*WRITTEN EXERCISE*
Present the following entries again, word for word and in full.

*RECORDED DATA*
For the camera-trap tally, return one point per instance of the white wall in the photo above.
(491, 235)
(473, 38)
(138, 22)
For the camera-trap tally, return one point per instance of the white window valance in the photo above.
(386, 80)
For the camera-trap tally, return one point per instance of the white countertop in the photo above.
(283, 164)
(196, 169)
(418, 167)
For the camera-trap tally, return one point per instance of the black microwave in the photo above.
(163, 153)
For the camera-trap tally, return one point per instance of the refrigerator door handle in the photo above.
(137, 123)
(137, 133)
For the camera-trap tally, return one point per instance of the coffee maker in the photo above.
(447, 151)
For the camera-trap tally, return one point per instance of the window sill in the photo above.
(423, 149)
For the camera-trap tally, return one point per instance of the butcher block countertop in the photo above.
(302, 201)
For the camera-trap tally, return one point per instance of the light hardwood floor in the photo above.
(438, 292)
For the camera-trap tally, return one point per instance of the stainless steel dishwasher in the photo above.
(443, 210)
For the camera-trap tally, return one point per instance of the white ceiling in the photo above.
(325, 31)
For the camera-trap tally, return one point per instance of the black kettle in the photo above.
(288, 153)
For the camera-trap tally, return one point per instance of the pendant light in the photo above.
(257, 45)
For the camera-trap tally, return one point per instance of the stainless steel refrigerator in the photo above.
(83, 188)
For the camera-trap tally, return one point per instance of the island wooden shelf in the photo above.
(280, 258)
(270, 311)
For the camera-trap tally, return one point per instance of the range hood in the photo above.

*REPLY*
For the camera-trap tally, return one point per instance of the white wall in the photo above.
(491, 235)
(473, 38)
(138, 22)
For the camera-trap tally, return one point per instance of the white window valance in the photo above.
(386, 80)
For the camera-trap tally, return one point per instance of the white countertop in the photo above.
(283, 164)
(196, 169)
(418, 167)
For the camera-trap tally, return one point per instance of the black microwave in the photo above.
(163, 153)
For the camera-trap tally, return one point per instance of the refrigerator door handle in the photo above.
(137, 123)
(137, 133)
For the camera-trap tally, return one point per instance of the coffee maker in the photo above.
(447, 151)
For the camera-trap tally, return one point per instance of the window sill in the photo above.
(423, 149)
For the camera-trap tally, return one point per instance of the butcher block countertop in the photo above.
(302, 201)
For the camera-trap tally, return one point per instance of the light hardwood floor in the photo above.
(438, 292)
For the camera-trap tally, return one point per instance of the stainless steel dishwasher in the photo above.
(443, 210)
For the camera-trap tally, return one point per instance of the white ceiling in the photo above.
(325, 31)
For the camera-trap tally, return one point per instance of the black kettle in the photo above.
(288, 153)
For the camera-trap tally, return one point per instance of the pendant light in the photo above.
(257, 45)
For the camera-trap tally, return one point per instance of the stainless steel refrigerator in the photo above.
(83, 188)
For the camera-trap tally, return one point per instance of the island wooden shelf in the photo above.
(280, 258)
(270, 311)
For the camera-trap tally, return one point per instance of the range hood in the photo above.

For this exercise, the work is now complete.